> **TASK REQUIREMENTS**
Reproduce each of the following records verbatim, keeping every line unchanged.

> **EXERCISE DATA**
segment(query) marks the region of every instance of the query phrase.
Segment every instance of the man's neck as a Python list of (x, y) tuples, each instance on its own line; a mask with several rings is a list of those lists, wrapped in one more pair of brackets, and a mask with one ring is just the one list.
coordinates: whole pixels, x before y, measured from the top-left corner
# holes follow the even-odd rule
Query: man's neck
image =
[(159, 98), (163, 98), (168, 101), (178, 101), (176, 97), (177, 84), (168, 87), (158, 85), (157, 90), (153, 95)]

> **EXERCISE RESPONSE**
segment(query) marks the region of every instance of the query phrase.
Segment every instance of the man's neck as a Python list of (x, y) tuples, each instance on its own line; a mask with several rings is a list of those lists, wrapped in one more pair of brackets, and a mask with one ring is just the one list.
coordinates: whole pixels, x before y, measured from the top-left corner
# holes follow the even-odd rule
Query: man's neck
image =
[(159, 98), (163, 98), (168, 101), (178, 101), (176, 97), (177, 84), (168, 87), (158, 85), (157, 90), (153, 95)]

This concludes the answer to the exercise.